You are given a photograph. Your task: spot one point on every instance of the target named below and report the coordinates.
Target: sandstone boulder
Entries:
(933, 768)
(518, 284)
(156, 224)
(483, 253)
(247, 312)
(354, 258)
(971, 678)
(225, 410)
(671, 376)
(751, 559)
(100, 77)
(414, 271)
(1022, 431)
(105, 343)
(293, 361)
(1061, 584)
········
Retype every line of the material exactly.

You are given a photograph. Your task: spot one point on every instance of the target named below and report the coordinates.
Target: sandstone boulder
Entries:
(933, 768)
(518, 284)
(156, 224)
(483, 253)
(247, 312)
(354, 258)
(971, 678)
(225, 410)
(671, 376)
(751, 559)
(100, 77)
(414, 271)
(1022, 431)
(105, 343)
(293, 361)
(1061, 584)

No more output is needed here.